Records from a collection
——
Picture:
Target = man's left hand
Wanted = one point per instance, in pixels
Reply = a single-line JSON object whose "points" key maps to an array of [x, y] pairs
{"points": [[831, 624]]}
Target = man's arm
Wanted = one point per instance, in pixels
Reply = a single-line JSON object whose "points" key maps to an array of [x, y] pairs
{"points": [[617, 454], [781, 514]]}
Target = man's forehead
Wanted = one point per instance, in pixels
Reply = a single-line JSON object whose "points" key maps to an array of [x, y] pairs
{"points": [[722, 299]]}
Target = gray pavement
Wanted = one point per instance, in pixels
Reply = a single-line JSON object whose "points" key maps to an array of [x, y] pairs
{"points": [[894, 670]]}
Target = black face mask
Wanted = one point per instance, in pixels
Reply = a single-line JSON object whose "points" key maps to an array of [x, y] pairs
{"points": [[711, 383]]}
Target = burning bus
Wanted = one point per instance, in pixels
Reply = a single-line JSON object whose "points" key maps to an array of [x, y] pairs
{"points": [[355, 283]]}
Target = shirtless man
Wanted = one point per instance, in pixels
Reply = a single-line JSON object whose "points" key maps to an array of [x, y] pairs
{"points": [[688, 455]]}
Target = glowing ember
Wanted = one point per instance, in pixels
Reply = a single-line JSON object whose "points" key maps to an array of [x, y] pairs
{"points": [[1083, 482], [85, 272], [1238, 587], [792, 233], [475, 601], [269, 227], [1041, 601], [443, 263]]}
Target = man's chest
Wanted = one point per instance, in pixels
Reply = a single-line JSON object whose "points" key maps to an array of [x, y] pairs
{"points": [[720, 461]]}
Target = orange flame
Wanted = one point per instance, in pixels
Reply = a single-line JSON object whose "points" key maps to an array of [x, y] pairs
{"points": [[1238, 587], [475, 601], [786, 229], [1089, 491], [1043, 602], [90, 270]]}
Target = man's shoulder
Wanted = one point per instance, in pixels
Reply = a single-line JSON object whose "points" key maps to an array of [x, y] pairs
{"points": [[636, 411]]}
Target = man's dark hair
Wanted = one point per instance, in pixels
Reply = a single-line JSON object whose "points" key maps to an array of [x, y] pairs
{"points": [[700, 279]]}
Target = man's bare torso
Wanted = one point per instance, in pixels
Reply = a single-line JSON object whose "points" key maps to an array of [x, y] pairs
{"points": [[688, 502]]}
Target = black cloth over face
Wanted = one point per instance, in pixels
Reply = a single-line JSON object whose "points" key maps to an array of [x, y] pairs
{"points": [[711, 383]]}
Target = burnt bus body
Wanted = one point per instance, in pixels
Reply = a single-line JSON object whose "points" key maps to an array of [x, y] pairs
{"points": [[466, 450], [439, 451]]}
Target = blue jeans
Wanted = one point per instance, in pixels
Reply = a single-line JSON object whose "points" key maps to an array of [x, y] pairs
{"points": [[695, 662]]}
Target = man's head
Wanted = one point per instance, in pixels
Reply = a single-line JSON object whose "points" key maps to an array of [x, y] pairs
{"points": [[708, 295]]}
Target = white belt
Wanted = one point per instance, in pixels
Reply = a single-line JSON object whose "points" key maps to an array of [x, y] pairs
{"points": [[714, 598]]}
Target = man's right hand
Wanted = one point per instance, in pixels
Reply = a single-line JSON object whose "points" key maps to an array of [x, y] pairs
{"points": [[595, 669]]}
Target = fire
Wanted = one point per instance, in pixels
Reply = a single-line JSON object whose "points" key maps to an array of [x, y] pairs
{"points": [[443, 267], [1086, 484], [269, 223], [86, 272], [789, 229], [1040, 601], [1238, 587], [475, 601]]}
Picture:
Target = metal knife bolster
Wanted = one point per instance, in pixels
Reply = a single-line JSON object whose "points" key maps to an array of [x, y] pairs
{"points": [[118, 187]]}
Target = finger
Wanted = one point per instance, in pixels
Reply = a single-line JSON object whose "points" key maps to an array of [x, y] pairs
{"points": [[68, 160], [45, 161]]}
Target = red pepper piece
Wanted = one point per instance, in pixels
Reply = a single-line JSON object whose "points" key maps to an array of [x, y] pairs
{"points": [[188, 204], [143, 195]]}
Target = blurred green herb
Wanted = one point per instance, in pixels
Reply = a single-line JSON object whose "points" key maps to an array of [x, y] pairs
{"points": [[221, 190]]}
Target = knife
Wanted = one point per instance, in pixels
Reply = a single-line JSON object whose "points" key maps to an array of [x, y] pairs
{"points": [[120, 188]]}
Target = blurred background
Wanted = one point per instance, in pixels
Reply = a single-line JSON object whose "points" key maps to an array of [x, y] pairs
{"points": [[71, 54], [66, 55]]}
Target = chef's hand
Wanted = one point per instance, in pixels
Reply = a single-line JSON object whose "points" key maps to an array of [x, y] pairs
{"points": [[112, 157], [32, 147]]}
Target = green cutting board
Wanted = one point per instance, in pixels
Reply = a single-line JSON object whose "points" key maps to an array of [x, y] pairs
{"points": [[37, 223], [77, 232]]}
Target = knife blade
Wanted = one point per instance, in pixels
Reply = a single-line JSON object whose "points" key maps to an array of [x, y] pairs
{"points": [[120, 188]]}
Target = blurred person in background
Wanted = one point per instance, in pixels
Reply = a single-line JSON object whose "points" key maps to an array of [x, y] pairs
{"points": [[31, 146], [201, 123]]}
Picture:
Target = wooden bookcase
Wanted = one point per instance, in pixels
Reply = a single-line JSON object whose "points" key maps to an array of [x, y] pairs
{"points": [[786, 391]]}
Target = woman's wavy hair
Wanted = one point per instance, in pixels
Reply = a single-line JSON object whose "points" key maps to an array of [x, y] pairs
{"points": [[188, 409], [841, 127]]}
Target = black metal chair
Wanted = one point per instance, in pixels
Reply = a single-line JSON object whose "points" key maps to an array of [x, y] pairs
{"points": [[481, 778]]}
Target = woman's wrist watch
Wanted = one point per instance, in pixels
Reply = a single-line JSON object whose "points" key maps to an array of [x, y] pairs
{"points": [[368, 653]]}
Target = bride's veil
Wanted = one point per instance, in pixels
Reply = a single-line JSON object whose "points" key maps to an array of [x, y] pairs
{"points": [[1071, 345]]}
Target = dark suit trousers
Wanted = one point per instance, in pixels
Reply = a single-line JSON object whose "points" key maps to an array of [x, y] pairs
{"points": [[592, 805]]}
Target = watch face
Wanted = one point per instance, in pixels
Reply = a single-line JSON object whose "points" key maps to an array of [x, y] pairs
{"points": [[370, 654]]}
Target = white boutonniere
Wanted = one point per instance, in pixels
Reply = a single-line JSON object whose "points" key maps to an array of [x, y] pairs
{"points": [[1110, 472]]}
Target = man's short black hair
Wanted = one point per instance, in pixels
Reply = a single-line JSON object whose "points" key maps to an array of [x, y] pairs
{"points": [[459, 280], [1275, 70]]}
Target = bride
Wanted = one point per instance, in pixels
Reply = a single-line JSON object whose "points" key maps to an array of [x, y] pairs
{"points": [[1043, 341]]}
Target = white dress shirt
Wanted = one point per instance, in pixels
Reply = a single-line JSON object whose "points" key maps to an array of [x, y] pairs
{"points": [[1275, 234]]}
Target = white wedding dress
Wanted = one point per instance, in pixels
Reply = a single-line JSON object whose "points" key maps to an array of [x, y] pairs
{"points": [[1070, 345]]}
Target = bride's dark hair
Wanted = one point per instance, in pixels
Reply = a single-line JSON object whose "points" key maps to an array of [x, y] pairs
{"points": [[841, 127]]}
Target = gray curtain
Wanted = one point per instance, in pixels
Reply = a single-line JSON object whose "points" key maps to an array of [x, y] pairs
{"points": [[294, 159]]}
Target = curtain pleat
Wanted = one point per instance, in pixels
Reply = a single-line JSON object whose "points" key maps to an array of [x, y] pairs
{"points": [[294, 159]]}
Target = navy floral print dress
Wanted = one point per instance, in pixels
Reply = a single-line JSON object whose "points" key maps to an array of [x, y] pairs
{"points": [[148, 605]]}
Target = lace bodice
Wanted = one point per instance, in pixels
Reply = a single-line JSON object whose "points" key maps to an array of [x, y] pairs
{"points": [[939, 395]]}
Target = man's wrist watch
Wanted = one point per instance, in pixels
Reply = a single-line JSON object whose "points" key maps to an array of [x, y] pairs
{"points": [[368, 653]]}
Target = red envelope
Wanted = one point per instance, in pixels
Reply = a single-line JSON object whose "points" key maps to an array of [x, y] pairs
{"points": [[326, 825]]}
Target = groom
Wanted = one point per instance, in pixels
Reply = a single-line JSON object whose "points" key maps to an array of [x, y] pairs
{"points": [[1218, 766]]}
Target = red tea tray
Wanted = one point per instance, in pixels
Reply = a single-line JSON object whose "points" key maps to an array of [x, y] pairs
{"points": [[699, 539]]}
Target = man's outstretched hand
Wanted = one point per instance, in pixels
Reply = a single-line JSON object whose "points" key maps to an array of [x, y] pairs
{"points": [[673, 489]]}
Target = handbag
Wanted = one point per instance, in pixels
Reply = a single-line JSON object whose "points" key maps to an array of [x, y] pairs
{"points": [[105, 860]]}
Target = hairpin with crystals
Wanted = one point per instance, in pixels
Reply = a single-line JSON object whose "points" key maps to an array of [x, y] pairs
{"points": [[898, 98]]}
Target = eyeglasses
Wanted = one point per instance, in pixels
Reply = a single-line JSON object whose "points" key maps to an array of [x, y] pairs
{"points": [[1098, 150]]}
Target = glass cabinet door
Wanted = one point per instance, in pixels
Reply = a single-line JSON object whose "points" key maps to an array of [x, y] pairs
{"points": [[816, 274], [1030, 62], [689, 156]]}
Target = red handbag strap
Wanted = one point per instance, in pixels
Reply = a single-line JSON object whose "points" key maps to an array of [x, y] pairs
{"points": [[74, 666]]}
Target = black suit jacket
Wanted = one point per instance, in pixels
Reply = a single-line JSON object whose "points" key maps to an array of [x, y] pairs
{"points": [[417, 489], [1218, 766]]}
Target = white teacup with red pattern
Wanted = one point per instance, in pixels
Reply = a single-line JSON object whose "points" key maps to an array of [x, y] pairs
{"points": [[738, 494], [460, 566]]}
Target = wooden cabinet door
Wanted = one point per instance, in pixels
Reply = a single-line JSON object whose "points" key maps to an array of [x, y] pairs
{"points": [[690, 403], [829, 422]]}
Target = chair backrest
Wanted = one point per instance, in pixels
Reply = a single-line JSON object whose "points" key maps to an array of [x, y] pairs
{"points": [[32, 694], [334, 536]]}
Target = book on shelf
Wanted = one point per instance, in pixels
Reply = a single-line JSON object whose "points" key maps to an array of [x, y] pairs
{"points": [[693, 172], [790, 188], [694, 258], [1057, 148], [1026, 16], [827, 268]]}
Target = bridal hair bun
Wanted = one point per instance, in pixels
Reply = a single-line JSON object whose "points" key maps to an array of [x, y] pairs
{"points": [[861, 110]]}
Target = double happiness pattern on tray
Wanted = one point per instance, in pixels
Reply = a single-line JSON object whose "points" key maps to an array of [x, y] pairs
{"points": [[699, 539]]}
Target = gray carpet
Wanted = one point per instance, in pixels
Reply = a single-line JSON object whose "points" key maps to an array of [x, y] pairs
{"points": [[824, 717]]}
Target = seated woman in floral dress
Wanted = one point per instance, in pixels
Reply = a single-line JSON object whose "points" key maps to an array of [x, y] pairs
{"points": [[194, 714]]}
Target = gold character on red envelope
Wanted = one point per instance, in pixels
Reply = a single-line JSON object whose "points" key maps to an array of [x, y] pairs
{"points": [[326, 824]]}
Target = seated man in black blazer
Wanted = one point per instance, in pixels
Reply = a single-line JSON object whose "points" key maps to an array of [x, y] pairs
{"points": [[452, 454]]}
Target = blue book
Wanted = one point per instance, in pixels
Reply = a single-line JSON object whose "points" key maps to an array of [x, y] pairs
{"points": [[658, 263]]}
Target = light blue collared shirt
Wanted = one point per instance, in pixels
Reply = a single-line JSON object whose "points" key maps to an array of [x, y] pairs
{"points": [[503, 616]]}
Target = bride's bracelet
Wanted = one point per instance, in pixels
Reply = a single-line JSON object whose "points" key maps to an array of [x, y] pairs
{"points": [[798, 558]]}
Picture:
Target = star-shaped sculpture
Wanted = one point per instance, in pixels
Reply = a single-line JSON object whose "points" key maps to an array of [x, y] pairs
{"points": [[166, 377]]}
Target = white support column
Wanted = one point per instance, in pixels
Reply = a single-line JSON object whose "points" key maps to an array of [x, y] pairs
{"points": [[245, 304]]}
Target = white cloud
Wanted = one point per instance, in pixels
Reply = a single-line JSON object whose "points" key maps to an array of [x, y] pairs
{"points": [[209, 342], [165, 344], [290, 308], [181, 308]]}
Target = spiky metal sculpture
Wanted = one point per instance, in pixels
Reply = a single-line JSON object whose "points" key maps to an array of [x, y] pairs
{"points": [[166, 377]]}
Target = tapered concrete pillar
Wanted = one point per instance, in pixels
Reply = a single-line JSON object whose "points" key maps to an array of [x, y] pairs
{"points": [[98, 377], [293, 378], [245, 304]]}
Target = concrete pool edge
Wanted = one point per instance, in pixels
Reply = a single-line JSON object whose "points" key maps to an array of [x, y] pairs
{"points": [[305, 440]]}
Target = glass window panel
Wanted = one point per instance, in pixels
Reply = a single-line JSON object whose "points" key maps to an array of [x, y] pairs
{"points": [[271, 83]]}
——
Your objective:
Quote only the lines from the line containing "Target = white support column" through the end of the listing, please, keeping both the first and the last line.

Full output:
Target = white support column
Wanted = one point per instance, in pixels
Reply = a single-line JSON object whose "points" key maps to an array of [x, y] pairs
{"points": [[245, 304]]}
Target = white cloud
Wanted = one point per instance, in pixels
Reply = a single-line JSON object whose "points" key maps to an array of [x, y] pairs
{"points": [[209, 342], [165, 344], [290, 308], [181, 308]]}
Target = spiky metal sculpture
Wanted = one point per instance, in pixels
Reply = a single-line JSON object whose "points" key maps to an array of [x, y] pairs
{"points": [[166, 377]]}
Target = tapered concrete pillar
Wanted = one point per instance, in pixels
Reply = a single-line JSON object whose "points" key maps to an array of [x, y] pairs
{"points": [[98, 377], [293, 378], [245, 304]]}
Target = concrete pool edge
Wanted = one point per instance, in pixels
Reply = a single-line JSON object whose "points" key maps to an array of [x, y] pairs
{"points": [[305, 440]]}
Target = glass window panel
Wanted = one point per instance, in pixels
Reply = a single-line JSON object whose "points" key maps to an array of [x, y] pairs
{"points": [[271, 83]]}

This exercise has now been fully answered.